**Required work**.
Nothing but the exact lines from the one containing "Return one point per instance of the railway" through the last line of the records below belongs in your answer.

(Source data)

↓

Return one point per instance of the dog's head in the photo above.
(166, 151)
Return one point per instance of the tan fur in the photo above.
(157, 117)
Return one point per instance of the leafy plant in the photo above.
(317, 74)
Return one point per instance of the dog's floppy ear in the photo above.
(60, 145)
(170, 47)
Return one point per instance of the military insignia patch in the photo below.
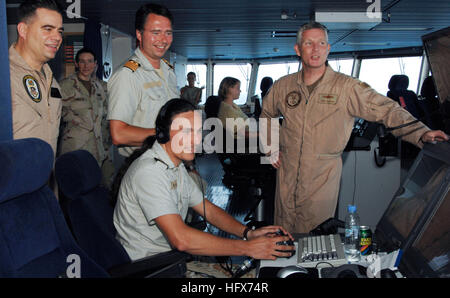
(32, 88)
(364, 85)
(132, 65)
(293, 99)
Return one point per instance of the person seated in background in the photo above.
(190, 92)
(407, 99)
(84, 110)
(430, 104)
(156, 191)
(229, 91)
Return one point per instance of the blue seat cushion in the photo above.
(26, 165)
(77, 173)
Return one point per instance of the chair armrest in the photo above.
(153, 266)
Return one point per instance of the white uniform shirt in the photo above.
(152, 187)
(135, 97)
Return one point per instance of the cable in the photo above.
(354, 183)
(331, 265)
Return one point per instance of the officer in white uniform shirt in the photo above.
(156, 191)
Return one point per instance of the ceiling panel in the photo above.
(242, 29)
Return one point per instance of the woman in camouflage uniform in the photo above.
(84, 113)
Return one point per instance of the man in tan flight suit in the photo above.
(318, 106)
(145, 83)
(35, 94)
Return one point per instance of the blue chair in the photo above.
(34, 238)
(88, 209)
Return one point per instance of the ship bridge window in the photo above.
(342, 65)
(240, 71)
(275, 71)
(377, 72)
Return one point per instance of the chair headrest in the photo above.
(398, 82)
(26, 165)
(428, 89)
(77, 172)
(212, 106)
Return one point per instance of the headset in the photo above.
(164, 121)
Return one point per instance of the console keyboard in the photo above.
(325, 248)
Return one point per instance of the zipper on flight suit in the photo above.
(303, 138)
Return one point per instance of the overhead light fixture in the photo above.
(285, 15)
(209, 45)
(348, 20)
(402, 29)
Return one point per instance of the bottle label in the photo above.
(352, 232)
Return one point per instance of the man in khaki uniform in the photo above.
(145, 83)
(36, 98)
(84, 113)
(319, 106)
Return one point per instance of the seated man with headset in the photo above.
(156, 192)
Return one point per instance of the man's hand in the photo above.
(275, 159)
(433, 136)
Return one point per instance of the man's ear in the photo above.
(297, 50)
(22, 29)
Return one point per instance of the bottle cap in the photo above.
(351, 208)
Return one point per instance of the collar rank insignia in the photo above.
(132, 65)
(32, 88)
(173, 184)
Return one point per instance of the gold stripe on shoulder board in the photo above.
(132, 65)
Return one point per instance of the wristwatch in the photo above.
(247, 229)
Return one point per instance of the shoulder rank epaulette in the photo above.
(167, 62)
(132, 65)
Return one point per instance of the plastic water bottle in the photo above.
(351, 244)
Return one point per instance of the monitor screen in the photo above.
(437, 47)
(404, 214)
(429, 255)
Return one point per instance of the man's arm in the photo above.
(125, 134)
(193, 241)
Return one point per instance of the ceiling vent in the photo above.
(349, 20)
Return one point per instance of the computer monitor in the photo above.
(414, 201)
(429, 254)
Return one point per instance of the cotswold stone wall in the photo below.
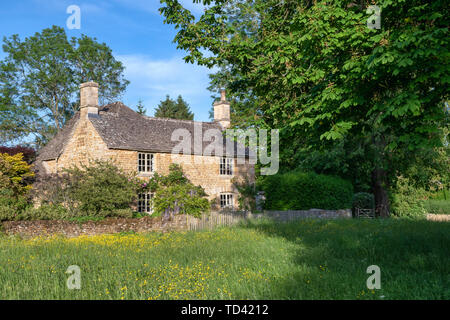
(34, 228)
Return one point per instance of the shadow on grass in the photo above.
(332, 256)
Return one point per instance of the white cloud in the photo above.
(151, 79)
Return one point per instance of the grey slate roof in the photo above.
(122, 128)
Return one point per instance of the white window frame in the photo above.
(226, 200)
(146, 162)
(144, 204)
(226, 166)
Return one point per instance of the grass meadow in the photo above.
(307, 259)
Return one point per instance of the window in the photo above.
(226, 166)
(145, 162)
(226, 200)
(145, 202)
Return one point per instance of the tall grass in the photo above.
(307, 259)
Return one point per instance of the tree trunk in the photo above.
(379, 186)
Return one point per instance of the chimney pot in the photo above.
(222, 95)
(222, 111)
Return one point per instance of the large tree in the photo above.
(39, 79)
(170, 108)
(321, 73)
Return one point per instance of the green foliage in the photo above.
(298, 190)
(437, 206)
(15, 174)
(40, 77)
(174, 194)
(407, 201)
(11, 206)
(174, 109)
(45, 212)
(100, 188)
(140, 108)
(363, 200)
(247, 194)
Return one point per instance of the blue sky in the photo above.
(135, 31)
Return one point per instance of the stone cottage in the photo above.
(146, 145)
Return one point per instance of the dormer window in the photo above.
(146, 162)
(226, 166)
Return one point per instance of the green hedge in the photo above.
(437, 206)
(298, 190)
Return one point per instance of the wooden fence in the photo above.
(213, 219)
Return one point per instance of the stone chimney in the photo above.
(88, 98)
(222, 111)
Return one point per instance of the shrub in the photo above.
(363, 200)
(15, 174)
(29, 154)
(407, 201)
(175, 194)
(45, 212)
(11, 207)
(101, 188)
(437, 206)
(298, 190)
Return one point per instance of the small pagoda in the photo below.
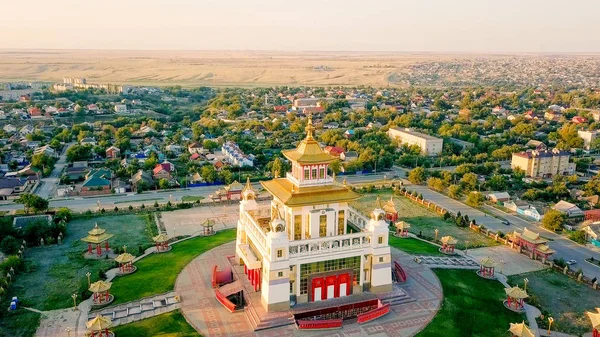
(595, 320)
(448, 244)
(125, 262)
(515, 299)
(486, 268)
(98, 237)
(520, 330)
(98, 327)
(162, 243)
(100, 291)
(402, 229)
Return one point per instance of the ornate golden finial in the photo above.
(309, 127)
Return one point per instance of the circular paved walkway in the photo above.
(206, 315)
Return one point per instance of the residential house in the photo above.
(569, 209)
(141, 177)
(113, 152)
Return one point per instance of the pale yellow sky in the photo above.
(349, 25)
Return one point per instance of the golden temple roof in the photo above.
(100, 286)
(308, 151)
(402, 225)
(516, 292)
(284, 190)
(124, 258)
(97, 235)
(530, 236)
(162, 237)
(448, 240)
(594, 318)
(520, 330)
(488, 262)
(99, 323)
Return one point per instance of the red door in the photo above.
(317, 289)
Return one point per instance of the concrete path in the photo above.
(206, 315)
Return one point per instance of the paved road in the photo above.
(48, 185)
(148, 198)
(564, 247)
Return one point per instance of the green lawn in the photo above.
(157, 273)
(424, 220)
(472, 307)
(53, 273)
(170, 324)
(191, 198)
(563, 298)
(414, 246)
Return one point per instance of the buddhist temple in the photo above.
(162, 242)
(98, 327)
(595, 320)
(100, 289)
(520, 330)
(402, 228)
(298, 248)
(515, 297)
(532, 242)
(98, 237)
(448, 244)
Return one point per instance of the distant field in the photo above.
(213, 68)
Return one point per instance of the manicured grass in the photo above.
(423, 220)
(471, 307)
(563, 298)
(170, 324)
(157, 273)
(414, 246)
(53, 273)
(191, 198)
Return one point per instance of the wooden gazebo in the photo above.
(125, 262)
(208, 227)
(520, 330)
(486, 267)
(97, 236)
(595, 320)
(448, 244)
(515, 296)
(402, 228)
(98, 327)
(100, 290)
(162, 242)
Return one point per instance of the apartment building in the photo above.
(543, 164)
(429, 145)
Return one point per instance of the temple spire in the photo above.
(309, 127)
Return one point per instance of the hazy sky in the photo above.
(349, 25)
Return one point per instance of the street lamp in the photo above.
(74, 297)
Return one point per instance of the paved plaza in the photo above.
(508, 261)
(205, 314)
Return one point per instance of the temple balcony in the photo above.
(311, 182)
(330, 244)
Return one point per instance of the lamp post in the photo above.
(74, 297)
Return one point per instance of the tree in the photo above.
(553, 220)
(475, 199)
(417, 175)
(32, 201)
(454, 191)
(209, 174)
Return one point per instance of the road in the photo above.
(564, 247)
(48, 185)
(109, 202)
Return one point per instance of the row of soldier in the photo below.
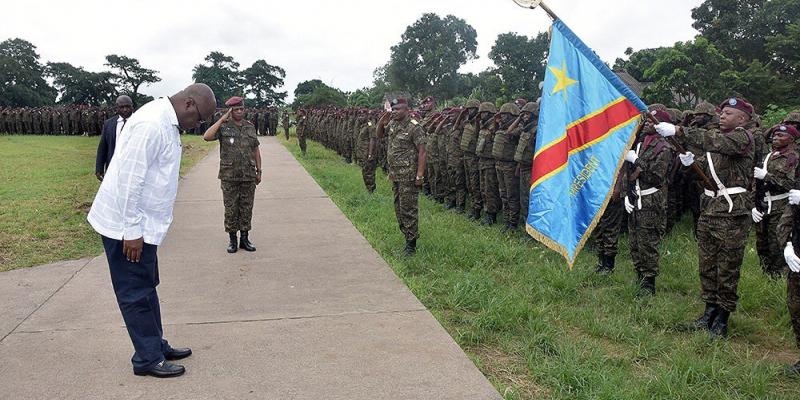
(82, 120)
(478, 162)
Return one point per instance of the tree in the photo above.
(261, 80)
(78, 86)
(22, 80)
(690, 72)
(427, 59)
(221, 75)
(129, 76)
(520, 63)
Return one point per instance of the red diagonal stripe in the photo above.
(581, 134)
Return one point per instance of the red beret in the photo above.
(739, 104)
(235, 101)
(791, 130)
(661, 115)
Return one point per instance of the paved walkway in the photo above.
(315, 313)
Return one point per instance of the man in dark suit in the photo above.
(108, 138)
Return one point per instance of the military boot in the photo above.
(232, 246)
(244, 242)
(705, 320)
(719, 328)
(647, 286)
(411, 248)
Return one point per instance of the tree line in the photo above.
(747, 48)
(28, 82)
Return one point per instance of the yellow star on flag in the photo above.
(562, 80)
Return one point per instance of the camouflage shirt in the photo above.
(403, 138)
(236, 145)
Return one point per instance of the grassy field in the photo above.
(538, 330)
(47, 184)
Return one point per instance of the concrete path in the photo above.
(315, 313)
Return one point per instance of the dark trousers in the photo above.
(135, 288)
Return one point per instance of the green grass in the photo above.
(538, 330)
(47, 184)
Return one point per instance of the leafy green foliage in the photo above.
(22, 80)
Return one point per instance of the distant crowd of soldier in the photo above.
(82, 120)
(716, 162)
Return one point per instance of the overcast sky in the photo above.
(339, 42)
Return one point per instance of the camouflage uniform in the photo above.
(237, 173)
(722, 234)
(647, 222)
(503, 148)
(403, 137)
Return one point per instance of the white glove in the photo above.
(687, 158)
(628, 205)
(757, 215)
(631, 156)
(791, 259)
(794, 197)
(665, 129)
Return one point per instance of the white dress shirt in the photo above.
(138, 190)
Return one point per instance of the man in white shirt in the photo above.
(133, 210)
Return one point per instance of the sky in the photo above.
(339, 42)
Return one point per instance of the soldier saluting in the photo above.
(239, 170)
(725, 218)
(406, 159)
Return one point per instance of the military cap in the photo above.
(739, 104)
(791, 130)
(472, 103)
(487, 106)
(398, 102)
(509, 108)
(235, 101)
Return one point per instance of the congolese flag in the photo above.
(587, 120)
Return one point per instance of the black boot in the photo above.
(244, 242)
(719, 328)
(705, 320)
(647, 286)
(232, 246)
(411, 248)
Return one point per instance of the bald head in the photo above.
(194, 105)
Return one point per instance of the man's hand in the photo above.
(791, 258)
(133, 249)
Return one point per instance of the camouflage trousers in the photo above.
(368, 168)
(645, 229)
(457, 185)
(793, 301)
(524, 191)
(473, 180)
(238, 198)
(770, 252)
(406, 208)
(508, 185)
(490, 191)
(721, 243)
(606, 234)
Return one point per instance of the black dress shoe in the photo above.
(178, 353)
(163, 370)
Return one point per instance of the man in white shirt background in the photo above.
(108, 137)
(132, 212)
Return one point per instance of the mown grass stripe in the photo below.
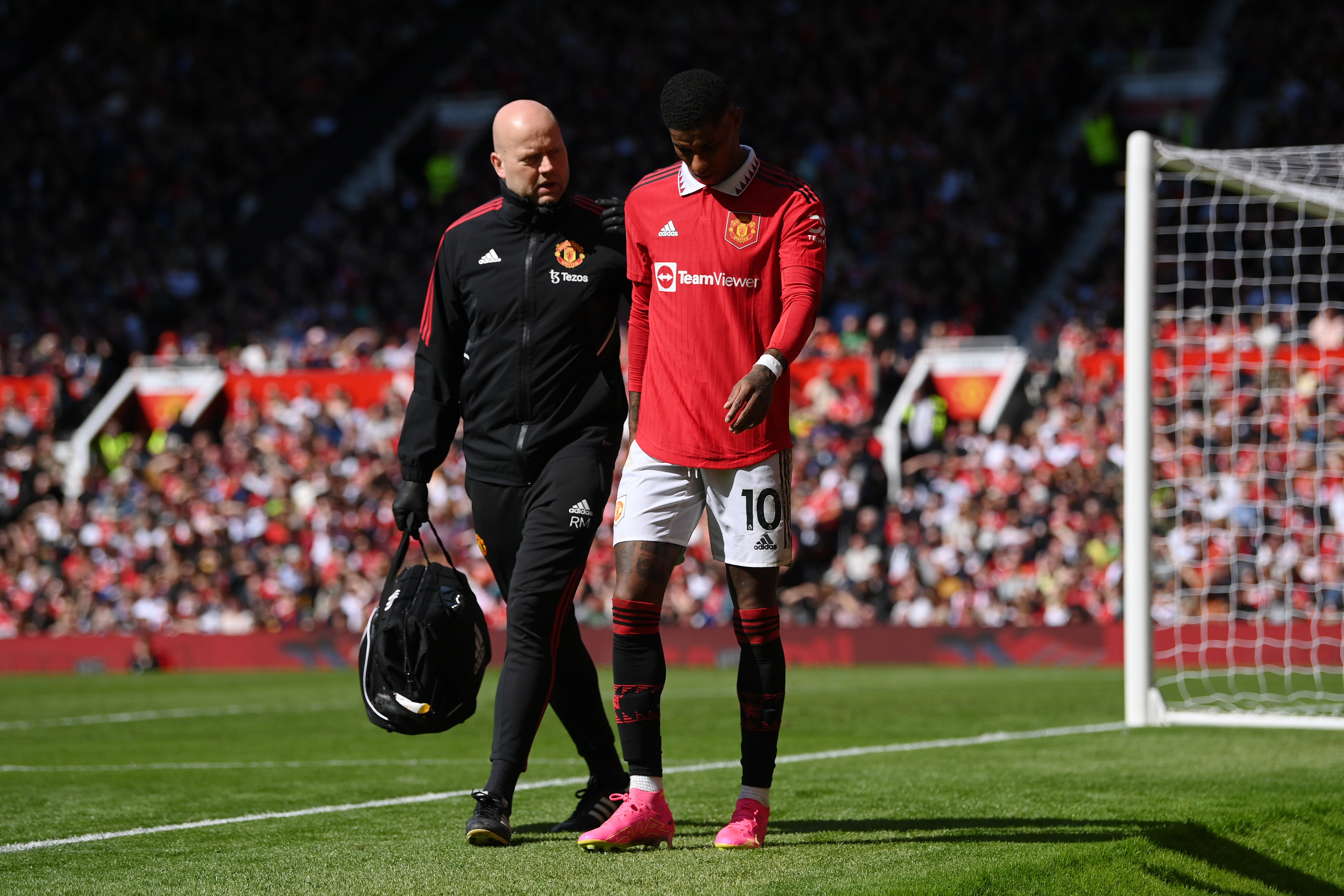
(147, 715)
(999, 737)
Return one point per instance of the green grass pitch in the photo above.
(1140, 812)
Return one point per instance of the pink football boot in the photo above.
(747, 831)
(643, 820)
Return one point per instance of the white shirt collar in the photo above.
(733, 185)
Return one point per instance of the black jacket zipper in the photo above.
(525, 387)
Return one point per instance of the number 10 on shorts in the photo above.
(765, 507)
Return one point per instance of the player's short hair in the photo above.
(694, 99)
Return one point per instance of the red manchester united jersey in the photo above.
(710, 268)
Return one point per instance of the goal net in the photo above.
(1234, 330)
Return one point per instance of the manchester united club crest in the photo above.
(742, 229)
(569, 253)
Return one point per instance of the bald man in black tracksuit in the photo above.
(519, 340)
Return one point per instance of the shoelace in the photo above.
(488, 805)
(742, 813)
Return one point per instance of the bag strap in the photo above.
(447, 555)
(398, 559)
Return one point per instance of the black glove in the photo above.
(613, 216)
(410, 507)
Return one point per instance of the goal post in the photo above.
(1137, 436)
(1234, 436)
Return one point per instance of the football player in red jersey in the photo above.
(726, 255)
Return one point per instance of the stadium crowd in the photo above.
(285, 519)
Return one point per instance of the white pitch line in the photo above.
(999, 737)
(191, 712)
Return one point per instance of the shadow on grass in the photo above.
(1190, 839)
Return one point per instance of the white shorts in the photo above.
(749, 507)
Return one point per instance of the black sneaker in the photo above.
(490, 825)
(596, 804)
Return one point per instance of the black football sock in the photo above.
(640, 674)
(760, 692)
(503, 780)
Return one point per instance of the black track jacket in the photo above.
(519, 340)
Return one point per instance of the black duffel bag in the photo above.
(425, 648)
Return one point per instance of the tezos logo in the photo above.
(666, 276)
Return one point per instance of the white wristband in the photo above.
(772, 363)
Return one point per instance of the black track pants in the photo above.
(537, 541)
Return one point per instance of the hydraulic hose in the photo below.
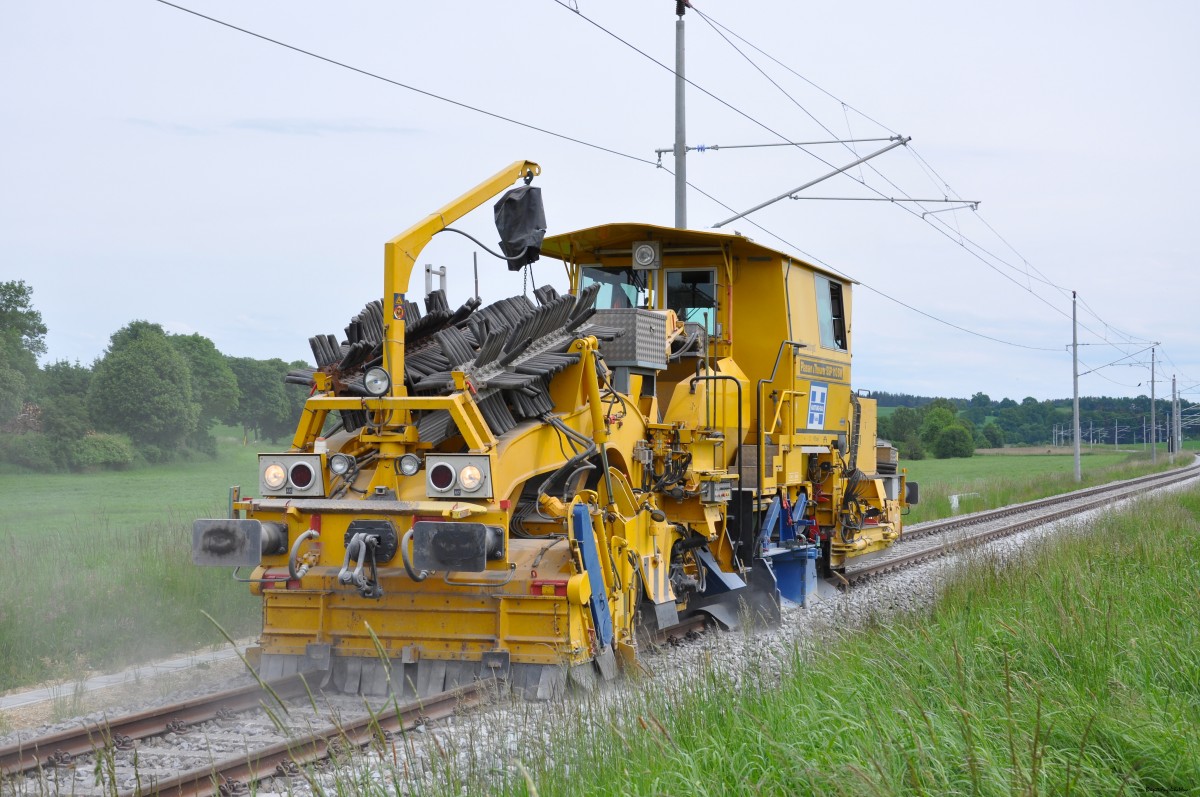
(293, 557)
(403, 557)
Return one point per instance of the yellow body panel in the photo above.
(673, 473)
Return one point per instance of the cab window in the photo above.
(691, 293)
(831, 313)
(619, 289)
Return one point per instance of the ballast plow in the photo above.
(520, 489)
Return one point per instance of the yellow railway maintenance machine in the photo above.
(519, 489)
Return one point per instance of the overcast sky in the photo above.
(157, 166)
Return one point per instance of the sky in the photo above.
(157, 166)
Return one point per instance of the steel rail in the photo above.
(1125, 490)
(939, 527)
(28, 754)
(227, 775)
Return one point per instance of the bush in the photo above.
(911, 448)
(113, 451)
(31, 450)
(953, 442)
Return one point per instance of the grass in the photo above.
(985, 481)
(97, 569)
(1073, 672)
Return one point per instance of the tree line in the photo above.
(150, 396)
(946, 427)
(155, 396)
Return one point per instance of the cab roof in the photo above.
(617, 240)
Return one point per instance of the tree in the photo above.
(18, 317)
(993, 435)
(22, 334)
(214, 385)
(979, 408)
(263, 403)
(904, 423)
(954, 441)
(142, 388)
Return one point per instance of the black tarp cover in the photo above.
(521, 222)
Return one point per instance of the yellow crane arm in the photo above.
(401, 253)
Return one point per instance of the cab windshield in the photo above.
(619, 288)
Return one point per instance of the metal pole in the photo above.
(681, 148)
(1153, 421)
(1074, 357)
(1174, 444)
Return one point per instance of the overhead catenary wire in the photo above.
(964, 241)
(405, 85)
(933, 223)
(605, 149)
(615, 153)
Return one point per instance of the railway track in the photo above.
(138, 755)
(939, 538)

↑

**Answer to this problem**.
Return one point per instance of the railway track in the photo above.
(138, 755)
(939, 538)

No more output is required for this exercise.